═════ Quoted passage
It seems like simple logistic regression would work well. Hopefully this matches well to the data you have. I've tried to lay off jargon as much as possible.

Let's confine our analysis to a single bus route for simplicity (you can simply repeat this procedure for other routes). The dependent/predicted variable you are trying to measure is a binary variable $y$; that is, $y=0$ if the bus misses the stop, and $y=1$ if the bus makes the stop.

From your GPS data you can extract the value of $y$ for a bunch of previous bus runs. Let's say you have $N$ observations in this data. This is best conceptualized as a vector/list, $y= \{ y_1, y_2, ... ,y_N\} $. For example, $y= \{ 0,1,0,0,1\}$ would correspond to miss, stop, miss, miss, stop, for five observations.

Now you want to develop a series of predictor/independent variables that you can use to predict $y$ for future observations. AccidentalStatistician has mentioned a few possibilities. Here are a few simple ones:

  • Whether the bus stopped or missed the previous bus stop (call this variable $x_1$). This is also a binary variable. This could potentially be very informative, for example $x_1 = \{ 0,1,0,0,1\}$, would give evidence that $y=x_1$. Of course, there is no reason to just check the previous bus stop. To be complete, you could try using ALL previous bus stops on the line as predictor variables. Each will be a binary vector like $x_1$ above.

  • The distance between the bus and the bus in front of it (call this $x_2$). In contrast to $x_1$, this variable is continuous, and could look something like $x_2 = \{0.53,0.9,0.72,0.81,0.62 \}$ where each entry corresponds the distance (e.g., in miles) between the two buses at the time of the stop (or averaged over some period before the stop). It might be more informative to measure this distance in minutes than miles.

  • Time of day. $x_3 = \{8.5,9.2,10.1,11.2,14.9\}$ in hours.

  • Day of year... You get the recipe by now hopefully. Feel free to come up with more ideas.

The important step is figuring out what you think might be important in your data and distilling it into some simple form (e.g. zeros and ones).

Once you have your data in this form, you can run a logistic regression to predict the probability that $y=1$ for any observed values of $x_1, x_2, ..., x_p$ (where $p$ is the number of independent variables). If you have just one independent variable, $x$, the result will look something like this (image source)
══════════
═════ Data
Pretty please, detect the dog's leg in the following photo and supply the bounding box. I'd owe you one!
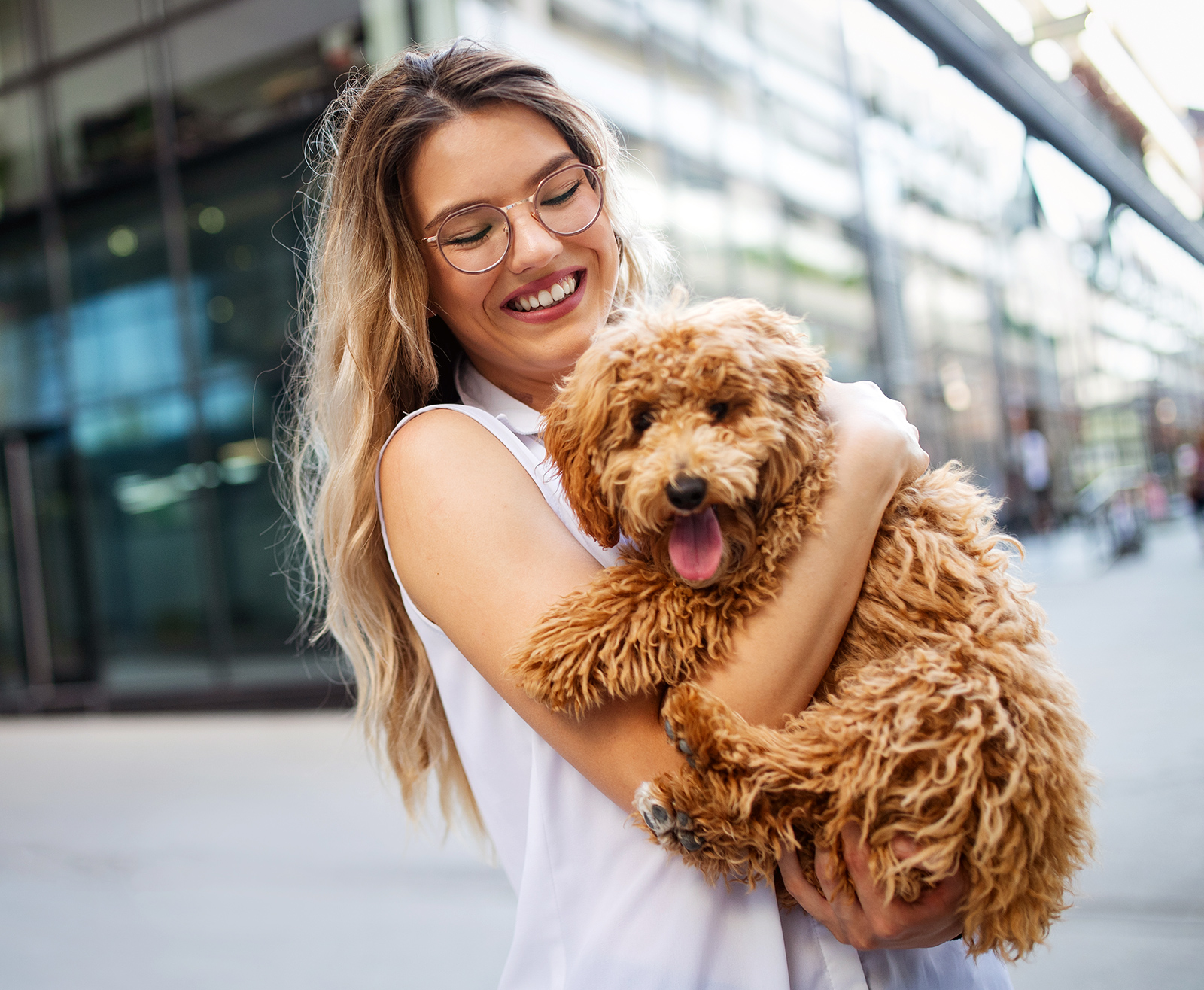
[636,684,826,885]
[509,561,731,714]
══════════
In the passage on predicting bus stops, what does the value $y=1$ indicate? The listing isn't needed here.

It indicates that the bus makes the stop.